-- begin --

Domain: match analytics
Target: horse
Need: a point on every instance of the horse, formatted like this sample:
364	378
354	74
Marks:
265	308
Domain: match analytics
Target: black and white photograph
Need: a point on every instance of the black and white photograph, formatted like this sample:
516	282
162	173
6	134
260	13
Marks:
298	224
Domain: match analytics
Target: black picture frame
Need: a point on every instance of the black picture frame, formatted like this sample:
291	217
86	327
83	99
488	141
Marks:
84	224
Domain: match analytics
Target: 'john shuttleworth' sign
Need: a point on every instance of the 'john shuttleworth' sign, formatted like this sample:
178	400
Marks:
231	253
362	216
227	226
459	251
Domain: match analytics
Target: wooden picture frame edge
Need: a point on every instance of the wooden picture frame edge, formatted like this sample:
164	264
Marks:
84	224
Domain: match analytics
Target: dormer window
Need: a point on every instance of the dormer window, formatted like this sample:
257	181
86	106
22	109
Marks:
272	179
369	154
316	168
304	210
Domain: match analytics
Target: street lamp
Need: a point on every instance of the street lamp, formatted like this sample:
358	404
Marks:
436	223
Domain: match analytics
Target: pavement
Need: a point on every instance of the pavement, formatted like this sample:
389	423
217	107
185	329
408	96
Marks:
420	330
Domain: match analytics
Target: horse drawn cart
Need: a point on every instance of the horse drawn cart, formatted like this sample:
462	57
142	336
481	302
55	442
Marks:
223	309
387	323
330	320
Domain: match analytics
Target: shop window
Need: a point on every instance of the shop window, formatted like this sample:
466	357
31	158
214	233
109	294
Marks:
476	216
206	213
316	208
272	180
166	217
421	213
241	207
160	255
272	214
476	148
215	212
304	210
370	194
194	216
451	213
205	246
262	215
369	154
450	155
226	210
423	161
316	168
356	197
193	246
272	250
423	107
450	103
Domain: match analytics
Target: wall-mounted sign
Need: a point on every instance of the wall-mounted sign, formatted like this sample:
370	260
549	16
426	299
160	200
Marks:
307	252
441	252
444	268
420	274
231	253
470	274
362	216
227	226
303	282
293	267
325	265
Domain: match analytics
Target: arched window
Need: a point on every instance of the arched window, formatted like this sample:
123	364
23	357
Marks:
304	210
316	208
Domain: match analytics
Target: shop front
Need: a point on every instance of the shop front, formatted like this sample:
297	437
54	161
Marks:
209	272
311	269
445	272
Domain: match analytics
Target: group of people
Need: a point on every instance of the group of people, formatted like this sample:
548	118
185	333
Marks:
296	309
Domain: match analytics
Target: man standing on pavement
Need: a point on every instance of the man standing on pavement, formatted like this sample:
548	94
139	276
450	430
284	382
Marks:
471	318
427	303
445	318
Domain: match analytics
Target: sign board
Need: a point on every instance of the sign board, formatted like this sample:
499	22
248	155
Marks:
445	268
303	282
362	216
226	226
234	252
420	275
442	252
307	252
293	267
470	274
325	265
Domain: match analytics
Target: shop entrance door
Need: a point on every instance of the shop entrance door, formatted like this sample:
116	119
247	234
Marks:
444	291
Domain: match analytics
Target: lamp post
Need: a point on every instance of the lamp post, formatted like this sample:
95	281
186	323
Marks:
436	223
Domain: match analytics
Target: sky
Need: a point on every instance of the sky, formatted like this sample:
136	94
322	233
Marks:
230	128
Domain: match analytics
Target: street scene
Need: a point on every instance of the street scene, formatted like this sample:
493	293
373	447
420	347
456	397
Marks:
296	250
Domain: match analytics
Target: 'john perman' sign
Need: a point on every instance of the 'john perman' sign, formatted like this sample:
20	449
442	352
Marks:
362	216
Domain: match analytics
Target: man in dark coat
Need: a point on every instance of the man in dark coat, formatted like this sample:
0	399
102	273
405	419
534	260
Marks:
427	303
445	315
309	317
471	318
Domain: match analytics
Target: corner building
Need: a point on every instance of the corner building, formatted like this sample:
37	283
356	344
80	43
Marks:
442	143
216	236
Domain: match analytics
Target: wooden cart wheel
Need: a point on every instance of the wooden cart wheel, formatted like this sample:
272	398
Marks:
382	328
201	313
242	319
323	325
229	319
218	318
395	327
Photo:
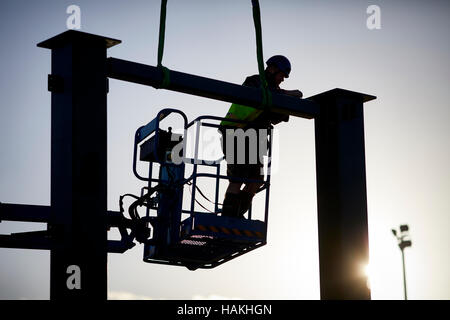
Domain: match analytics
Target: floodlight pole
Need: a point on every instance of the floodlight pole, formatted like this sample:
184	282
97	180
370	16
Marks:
402	244
404	274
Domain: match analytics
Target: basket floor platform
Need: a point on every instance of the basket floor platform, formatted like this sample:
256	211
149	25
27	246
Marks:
208	240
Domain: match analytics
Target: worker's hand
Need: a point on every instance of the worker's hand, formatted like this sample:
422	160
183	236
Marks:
294	93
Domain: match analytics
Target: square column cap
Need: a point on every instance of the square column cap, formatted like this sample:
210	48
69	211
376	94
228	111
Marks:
70	36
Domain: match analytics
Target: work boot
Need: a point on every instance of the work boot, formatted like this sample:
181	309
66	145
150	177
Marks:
231	203
245	202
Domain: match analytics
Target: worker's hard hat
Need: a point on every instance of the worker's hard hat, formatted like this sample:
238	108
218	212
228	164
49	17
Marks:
281	62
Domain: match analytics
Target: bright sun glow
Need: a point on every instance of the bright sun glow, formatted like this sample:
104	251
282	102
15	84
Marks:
367	271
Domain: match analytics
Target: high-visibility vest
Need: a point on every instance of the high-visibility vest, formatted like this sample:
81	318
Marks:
240	112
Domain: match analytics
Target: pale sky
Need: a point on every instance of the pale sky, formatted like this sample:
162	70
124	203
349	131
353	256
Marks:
405	64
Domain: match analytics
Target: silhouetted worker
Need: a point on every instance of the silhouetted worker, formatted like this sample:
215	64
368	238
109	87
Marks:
237	201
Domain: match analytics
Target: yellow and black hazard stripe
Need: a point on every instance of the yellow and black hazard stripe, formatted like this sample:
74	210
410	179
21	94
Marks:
229	231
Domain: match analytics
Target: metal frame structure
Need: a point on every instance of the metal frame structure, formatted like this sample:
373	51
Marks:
78	218
204	239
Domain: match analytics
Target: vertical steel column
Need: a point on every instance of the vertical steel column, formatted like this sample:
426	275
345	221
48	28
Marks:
78	265
341	193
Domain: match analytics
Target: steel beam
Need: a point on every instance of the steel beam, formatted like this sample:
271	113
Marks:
208	88
341	194
24	212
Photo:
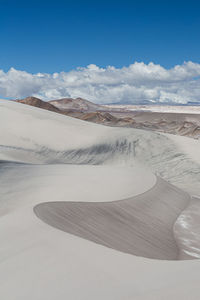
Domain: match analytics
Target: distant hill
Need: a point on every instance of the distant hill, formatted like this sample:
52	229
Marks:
33	101
185	124
77	104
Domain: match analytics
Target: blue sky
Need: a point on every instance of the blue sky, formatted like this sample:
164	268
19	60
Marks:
56	49
53	36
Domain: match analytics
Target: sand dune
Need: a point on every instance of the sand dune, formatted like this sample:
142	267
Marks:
141	225
97	185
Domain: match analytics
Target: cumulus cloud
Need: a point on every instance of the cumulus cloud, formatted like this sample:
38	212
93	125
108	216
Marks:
135	84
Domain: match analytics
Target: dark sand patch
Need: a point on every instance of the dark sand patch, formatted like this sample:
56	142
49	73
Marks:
141	225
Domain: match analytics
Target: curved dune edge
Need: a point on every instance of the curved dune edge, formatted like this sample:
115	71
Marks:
187	231
140	225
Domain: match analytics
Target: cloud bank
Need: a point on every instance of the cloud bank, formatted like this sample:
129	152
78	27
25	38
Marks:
134	84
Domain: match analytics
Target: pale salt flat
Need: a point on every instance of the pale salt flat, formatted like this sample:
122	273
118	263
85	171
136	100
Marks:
65	159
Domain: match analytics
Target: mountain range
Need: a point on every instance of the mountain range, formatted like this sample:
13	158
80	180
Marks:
177	122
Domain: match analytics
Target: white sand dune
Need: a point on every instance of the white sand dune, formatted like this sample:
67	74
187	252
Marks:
64	159
140	225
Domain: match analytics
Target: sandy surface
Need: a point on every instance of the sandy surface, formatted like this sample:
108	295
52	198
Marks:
79	162
140	225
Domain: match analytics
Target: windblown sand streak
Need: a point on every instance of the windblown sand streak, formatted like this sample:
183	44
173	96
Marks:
141	225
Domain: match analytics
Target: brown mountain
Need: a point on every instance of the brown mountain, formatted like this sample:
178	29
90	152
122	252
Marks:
174	123
77	104
33	101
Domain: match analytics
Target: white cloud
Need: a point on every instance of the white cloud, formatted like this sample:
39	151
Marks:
133	84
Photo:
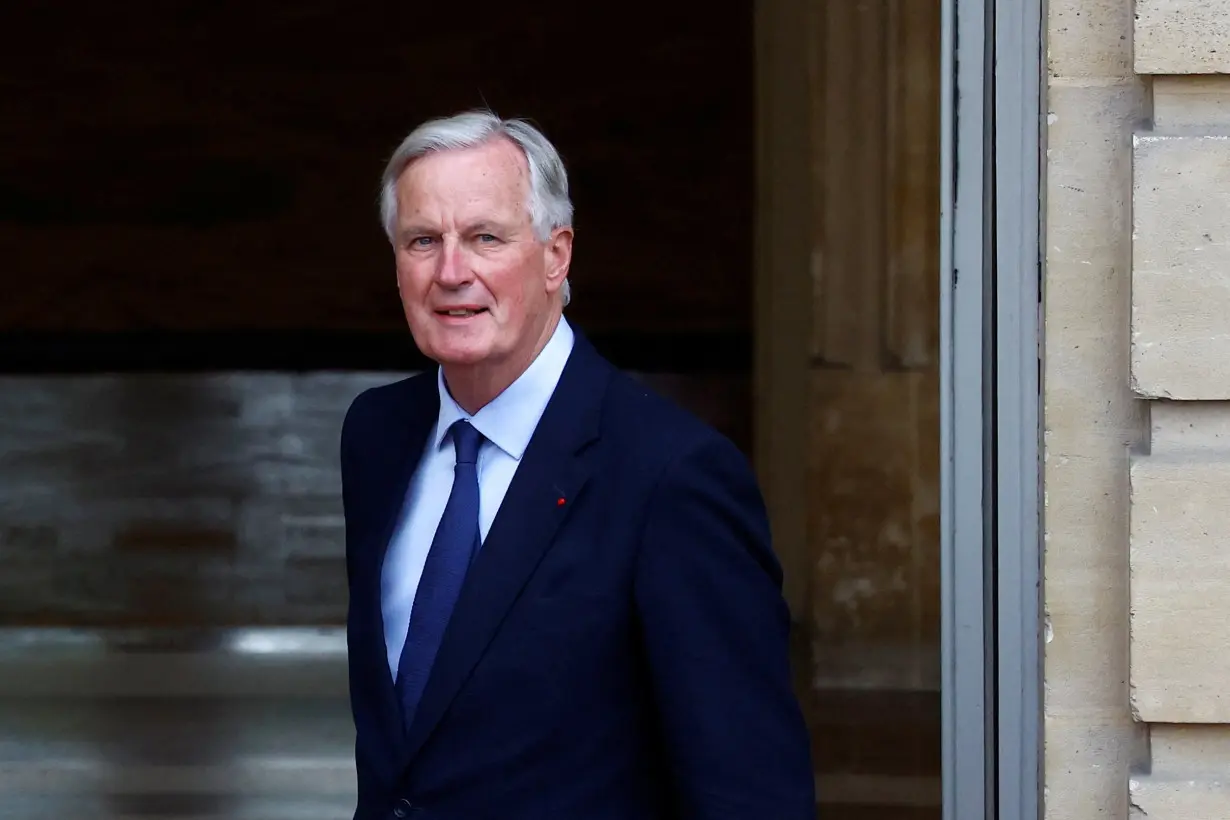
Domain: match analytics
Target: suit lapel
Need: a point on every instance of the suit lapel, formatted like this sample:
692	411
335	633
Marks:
408	424
555	466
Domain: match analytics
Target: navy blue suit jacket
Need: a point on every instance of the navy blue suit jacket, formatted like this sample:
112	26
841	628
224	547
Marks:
619	655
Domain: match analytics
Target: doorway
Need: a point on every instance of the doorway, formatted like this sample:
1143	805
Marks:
849	353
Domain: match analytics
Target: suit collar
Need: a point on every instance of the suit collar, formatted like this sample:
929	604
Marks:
509	419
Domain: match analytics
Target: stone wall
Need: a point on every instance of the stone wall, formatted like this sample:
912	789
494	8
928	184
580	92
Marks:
1137	424
1095	103
1180	478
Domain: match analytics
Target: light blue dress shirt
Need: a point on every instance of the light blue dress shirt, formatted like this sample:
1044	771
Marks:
507	423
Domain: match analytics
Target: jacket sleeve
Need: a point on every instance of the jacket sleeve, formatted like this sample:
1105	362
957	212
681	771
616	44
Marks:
716	632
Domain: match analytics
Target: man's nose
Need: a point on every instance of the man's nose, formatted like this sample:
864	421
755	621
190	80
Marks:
453	271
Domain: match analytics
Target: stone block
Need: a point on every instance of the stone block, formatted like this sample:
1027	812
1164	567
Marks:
1180	258
1178	798
1182	37
1180	571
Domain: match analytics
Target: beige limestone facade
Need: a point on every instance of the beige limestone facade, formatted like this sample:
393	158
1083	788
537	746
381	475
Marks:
1137	466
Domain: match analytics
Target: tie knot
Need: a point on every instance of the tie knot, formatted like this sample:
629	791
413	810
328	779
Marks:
466	441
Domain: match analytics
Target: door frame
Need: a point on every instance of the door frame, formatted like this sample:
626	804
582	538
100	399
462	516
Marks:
991	230
990	408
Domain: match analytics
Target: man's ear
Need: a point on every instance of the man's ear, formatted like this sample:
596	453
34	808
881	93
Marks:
559	257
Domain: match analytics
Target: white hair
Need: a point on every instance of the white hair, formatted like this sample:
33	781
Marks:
549	203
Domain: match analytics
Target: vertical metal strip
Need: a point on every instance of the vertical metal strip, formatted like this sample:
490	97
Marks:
1017	157
968	759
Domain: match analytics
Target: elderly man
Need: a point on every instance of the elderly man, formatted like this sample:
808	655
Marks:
563	601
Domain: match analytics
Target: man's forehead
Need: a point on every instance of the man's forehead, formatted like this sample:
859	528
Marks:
497	162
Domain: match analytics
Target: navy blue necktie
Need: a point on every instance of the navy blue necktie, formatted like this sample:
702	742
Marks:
453	548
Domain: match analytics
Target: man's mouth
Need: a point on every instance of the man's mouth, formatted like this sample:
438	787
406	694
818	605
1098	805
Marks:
461	312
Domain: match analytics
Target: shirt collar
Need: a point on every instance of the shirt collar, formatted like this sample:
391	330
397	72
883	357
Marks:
509	419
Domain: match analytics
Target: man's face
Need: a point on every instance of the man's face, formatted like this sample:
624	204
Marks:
477	288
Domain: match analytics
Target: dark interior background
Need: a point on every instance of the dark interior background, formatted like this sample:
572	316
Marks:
191	185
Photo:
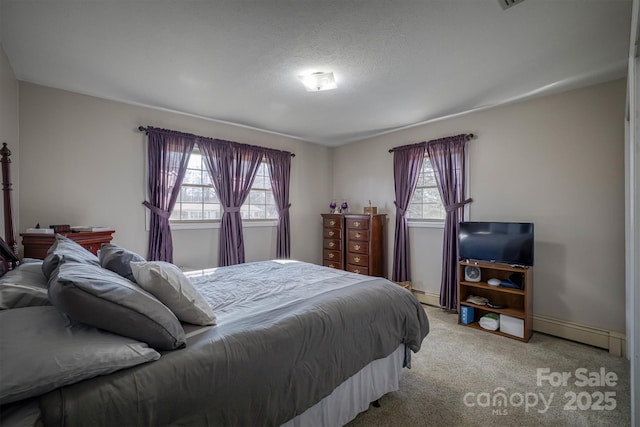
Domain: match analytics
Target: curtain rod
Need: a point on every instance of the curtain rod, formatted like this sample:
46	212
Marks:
468	137
145	130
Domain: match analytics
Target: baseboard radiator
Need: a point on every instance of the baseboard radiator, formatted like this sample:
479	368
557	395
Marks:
614	342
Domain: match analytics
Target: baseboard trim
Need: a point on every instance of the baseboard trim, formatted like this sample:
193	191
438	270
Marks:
614	342
429	298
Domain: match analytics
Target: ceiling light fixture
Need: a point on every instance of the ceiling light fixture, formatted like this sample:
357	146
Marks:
316	82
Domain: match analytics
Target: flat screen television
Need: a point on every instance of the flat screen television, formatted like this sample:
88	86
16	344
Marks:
503	242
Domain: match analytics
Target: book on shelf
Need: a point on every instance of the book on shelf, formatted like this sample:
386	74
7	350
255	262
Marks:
85	228
40	230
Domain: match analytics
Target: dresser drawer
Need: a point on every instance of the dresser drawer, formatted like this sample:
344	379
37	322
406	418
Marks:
332	255
332	223
359	235
358	259
357	269
357	224
357	246
332	233
332	264
334	244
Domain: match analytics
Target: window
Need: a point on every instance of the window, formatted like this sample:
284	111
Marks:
198	200
426	203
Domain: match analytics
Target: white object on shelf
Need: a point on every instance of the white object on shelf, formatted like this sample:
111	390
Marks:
490	321
512	325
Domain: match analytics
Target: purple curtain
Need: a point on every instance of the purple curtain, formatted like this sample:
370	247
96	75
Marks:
168	156
280	171
232	168
447	156
407	163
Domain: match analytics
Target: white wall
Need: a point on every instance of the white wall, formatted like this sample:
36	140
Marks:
557	161
9	126
83	162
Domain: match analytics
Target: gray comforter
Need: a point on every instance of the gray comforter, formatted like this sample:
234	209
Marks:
287	335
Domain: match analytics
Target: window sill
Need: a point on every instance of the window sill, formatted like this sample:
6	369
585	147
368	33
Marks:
425	224
212	225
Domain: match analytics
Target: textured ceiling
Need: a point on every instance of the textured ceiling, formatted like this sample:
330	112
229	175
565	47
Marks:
397	63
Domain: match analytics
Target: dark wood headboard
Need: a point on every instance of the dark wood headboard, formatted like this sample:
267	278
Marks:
8	245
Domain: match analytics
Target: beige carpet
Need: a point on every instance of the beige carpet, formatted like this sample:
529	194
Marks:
460	375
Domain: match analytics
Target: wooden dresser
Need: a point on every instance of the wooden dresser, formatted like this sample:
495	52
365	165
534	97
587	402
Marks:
36	245
333	241
365	248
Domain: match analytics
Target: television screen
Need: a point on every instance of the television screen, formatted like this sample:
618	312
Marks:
504	242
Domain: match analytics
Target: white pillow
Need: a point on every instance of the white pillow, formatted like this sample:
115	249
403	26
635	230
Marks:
42	349
166	282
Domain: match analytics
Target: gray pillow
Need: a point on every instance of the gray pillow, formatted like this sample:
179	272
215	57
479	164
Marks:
166	282
64	250
42	349
104	299
117	259
24	286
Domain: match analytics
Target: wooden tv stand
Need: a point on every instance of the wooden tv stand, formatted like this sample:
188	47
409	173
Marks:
518	302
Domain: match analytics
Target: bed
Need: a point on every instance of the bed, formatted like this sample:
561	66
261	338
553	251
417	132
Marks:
104	341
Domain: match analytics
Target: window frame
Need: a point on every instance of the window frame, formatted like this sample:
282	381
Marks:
426	222
433	223
213	223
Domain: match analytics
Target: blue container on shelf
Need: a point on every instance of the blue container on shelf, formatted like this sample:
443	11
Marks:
466	315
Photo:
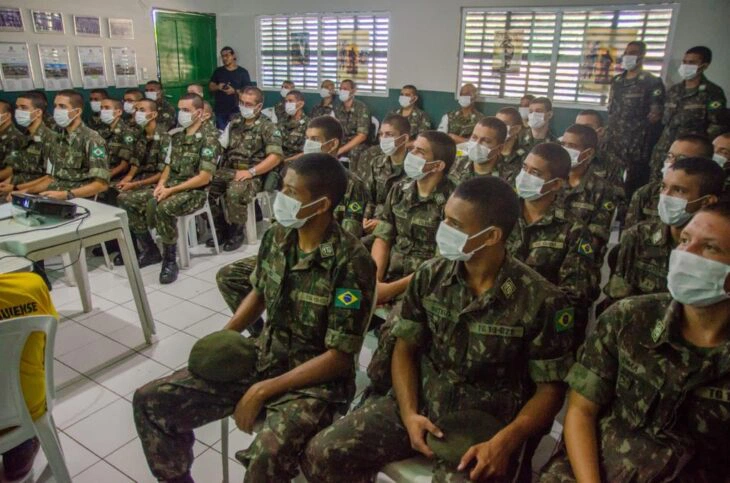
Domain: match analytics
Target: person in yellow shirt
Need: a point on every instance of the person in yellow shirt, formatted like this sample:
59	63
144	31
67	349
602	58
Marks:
24	294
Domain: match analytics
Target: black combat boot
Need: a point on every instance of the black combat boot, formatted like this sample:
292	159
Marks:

-- end --

- **EXERCISE**
Please gather every line of the entries above that contains the string "surface", copying each one.

- **SOLUTION FOR THIS PROBLEM**
Target: sandy surface
Need: a point on every instance of the sandy surface, formatted like this sample:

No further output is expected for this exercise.